A fazer: Segundo o texto sobre Camus, em que ano e em que país ele nasceu?

Texto selecionado:
São Paulo, segunda-feira, 23 de maio de 1994
Texto Anterior | Próximo Texto | Índice

Albert Camus foi o James Dean da literatura

Camus, autor de "O Primeiro Homem"

ALCINO LEITE NETO
EDITOR DO MAIS!

Um livro inédito de Albert Camus, "O Primeiro Homem", é desenterrado na França e, de imediato, vira best-seller.
A França clama por Camus, diz a "Newsweek". Camus, morto em 1960 num desastre de automóvel, é o novo hype da mídia.
As revistas estampam Camus e seu rosto oval, a pele sombreada pelo sol argelino (ele nasceu em 1913 na Argélia), o vigor do ex-jogador de futebol (que ele foi) equilibrando em uma medida insondável a melancolia e a tensão de um "estrangeiro no mundo"...
Um "physique-de-rôle" muito adequado ao filme existencialista que se desenrola nos anos 50, onde ele divide a cena com o Quasímodo que era Jean-Paul Sartre.
Nesse filme, Camus (Nobel de Literatura em 1957) é uma espécie de James Dean, morto também em desastre de carro em 1955.
Seu pensamento é um estertor da filosofia do sujeito na França, assim como o Actor's Studio (escola de interpretação que formou Dean e Brando) é um paroxismo do tratamento psicológico do personagem. Sua máxima, "Eu me revolto, logo existimos", é puro pensamento transviado.

Linhas exibidas:

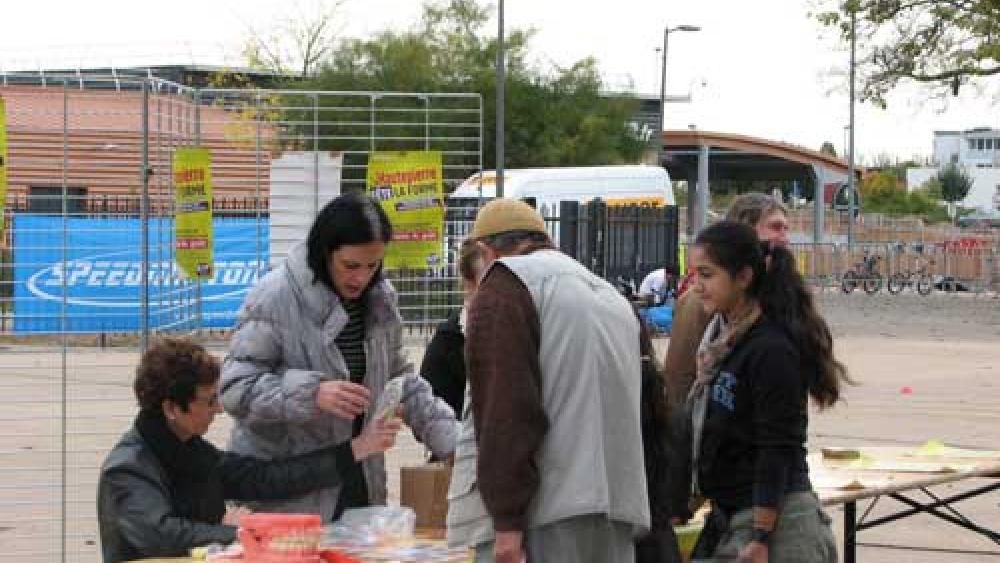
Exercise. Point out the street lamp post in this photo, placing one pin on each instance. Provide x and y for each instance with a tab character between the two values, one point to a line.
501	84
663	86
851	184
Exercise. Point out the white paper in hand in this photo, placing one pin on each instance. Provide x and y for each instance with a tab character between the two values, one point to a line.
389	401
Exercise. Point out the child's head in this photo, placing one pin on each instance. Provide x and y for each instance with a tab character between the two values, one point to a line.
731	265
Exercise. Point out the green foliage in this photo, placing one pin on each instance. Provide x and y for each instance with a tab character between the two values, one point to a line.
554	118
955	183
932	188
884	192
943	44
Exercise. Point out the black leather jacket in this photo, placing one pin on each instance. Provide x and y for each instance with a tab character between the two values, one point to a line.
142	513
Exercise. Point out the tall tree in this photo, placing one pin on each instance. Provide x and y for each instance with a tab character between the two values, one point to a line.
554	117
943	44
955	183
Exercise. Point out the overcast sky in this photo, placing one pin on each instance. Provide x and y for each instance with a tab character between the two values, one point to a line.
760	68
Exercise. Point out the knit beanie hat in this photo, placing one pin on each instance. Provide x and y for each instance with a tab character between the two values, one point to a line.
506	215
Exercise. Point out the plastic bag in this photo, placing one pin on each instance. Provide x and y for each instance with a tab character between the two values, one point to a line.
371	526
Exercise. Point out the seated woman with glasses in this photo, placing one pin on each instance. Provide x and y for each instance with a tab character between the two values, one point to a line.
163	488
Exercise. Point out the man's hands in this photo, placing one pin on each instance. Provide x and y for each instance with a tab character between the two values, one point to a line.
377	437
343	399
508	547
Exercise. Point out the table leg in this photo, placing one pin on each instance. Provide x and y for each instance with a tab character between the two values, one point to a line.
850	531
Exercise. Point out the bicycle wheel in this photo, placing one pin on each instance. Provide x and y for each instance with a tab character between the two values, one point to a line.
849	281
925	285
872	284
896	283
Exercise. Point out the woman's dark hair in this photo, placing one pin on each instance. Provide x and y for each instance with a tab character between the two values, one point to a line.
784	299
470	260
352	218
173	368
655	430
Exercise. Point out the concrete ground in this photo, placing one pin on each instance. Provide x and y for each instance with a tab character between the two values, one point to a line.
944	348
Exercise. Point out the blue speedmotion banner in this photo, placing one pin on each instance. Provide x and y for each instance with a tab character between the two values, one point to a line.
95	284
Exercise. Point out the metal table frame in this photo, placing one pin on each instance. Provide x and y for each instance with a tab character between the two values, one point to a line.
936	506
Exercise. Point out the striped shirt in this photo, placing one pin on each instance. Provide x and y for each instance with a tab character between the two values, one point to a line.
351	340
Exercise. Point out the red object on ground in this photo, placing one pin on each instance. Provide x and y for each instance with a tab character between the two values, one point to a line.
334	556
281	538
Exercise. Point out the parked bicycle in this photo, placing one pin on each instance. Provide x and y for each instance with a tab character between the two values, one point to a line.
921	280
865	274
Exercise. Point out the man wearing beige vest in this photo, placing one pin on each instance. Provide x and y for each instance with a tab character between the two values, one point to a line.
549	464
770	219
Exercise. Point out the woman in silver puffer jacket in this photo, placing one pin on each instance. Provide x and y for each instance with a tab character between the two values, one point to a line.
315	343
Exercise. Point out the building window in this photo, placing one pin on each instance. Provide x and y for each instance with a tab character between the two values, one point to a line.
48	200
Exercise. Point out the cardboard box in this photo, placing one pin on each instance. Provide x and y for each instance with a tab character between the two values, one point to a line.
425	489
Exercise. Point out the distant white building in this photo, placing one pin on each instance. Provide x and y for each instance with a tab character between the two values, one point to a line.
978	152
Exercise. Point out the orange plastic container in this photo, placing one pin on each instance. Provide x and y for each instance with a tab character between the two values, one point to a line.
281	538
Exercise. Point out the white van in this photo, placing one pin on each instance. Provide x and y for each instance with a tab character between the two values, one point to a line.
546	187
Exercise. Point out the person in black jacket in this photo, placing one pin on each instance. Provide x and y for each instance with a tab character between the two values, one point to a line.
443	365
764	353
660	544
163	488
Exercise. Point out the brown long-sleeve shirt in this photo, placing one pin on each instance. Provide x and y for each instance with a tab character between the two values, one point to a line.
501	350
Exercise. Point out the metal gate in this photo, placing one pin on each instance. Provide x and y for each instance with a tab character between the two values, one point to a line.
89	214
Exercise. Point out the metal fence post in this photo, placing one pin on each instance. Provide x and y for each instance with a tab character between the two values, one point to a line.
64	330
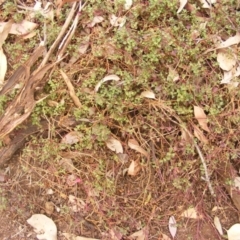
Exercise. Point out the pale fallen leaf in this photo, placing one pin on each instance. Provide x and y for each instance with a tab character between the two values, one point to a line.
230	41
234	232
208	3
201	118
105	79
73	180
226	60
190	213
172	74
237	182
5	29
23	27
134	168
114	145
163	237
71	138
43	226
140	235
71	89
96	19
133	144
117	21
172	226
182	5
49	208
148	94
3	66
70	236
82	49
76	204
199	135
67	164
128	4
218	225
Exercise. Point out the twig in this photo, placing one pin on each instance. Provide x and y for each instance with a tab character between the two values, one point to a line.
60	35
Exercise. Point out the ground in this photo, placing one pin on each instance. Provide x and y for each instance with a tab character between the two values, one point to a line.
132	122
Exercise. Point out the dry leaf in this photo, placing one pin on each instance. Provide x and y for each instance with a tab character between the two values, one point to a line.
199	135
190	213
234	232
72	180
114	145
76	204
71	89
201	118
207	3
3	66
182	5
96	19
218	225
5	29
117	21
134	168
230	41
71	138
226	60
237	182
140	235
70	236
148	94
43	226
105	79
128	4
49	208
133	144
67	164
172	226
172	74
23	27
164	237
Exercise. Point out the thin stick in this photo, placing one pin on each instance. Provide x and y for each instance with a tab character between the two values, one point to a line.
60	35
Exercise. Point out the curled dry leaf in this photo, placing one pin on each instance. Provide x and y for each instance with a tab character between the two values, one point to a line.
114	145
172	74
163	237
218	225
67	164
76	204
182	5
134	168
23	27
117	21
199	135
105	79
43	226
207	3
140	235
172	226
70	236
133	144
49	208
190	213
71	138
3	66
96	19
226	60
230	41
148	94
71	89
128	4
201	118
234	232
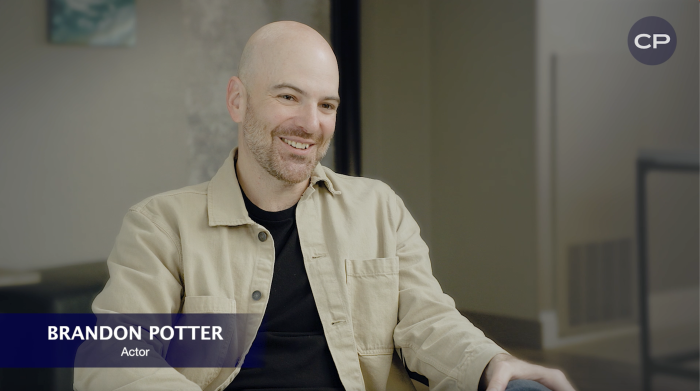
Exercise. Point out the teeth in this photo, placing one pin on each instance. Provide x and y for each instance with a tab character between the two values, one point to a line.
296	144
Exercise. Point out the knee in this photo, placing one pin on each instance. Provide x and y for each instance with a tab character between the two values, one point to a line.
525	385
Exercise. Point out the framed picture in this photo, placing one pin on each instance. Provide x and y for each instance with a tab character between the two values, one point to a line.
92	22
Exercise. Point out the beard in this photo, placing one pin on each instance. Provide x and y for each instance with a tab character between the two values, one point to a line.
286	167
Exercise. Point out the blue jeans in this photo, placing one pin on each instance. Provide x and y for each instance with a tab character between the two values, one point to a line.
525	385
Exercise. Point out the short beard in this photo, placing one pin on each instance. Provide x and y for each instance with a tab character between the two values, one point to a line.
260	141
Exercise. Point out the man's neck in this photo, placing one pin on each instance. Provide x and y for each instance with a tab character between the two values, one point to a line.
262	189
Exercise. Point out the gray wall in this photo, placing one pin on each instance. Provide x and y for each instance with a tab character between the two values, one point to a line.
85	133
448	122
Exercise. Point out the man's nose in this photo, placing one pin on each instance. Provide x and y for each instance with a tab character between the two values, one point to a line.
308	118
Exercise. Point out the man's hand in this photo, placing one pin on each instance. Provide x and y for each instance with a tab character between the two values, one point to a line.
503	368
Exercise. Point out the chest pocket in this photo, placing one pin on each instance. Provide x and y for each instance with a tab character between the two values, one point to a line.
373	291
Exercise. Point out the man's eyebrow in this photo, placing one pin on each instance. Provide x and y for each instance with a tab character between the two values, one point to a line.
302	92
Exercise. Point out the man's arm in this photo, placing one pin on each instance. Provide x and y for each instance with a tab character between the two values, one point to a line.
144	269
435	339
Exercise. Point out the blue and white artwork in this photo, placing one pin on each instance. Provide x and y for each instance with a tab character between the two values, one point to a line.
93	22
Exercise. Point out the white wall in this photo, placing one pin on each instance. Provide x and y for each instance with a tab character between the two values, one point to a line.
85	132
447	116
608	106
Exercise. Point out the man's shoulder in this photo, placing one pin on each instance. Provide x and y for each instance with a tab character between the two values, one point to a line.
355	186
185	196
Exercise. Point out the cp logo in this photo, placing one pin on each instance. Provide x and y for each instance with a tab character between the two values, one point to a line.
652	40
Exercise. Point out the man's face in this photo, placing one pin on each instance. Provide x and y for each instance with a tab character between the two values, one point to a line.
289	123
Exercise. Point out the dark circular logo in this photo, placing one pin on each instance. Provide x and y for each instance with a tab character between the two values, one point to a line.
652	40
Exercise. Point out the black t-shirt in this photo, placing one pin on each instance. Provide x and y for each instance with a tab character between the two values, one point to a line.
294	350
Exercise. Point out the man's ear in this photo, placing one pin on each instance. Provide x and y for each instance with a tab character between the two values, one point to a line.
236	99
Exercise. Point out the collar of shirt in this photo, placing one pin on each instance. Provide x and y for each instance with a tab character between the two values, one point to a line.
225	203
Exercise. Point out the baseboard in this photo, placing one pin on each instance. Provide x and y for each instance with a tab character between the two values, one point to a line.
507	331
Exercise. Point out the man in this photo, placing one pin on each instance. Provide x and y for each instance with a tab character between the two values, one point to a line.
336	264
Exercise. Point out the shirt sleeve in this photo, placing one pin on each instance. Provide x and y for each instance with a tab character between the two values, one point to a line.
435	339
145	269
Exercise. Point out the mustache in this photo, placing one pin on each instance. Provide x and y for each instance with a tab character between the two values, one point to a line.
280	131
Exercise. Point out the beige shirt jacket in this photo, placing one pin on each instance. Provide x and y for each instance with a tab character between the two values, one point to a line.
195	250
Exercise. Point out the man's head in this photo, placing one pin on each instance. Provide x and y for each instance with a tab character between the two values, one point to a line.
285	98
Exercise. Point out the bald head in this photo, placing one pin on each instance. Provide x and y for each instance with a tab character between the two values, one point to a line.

Solução da tarefa: Em 1913, na Argélia.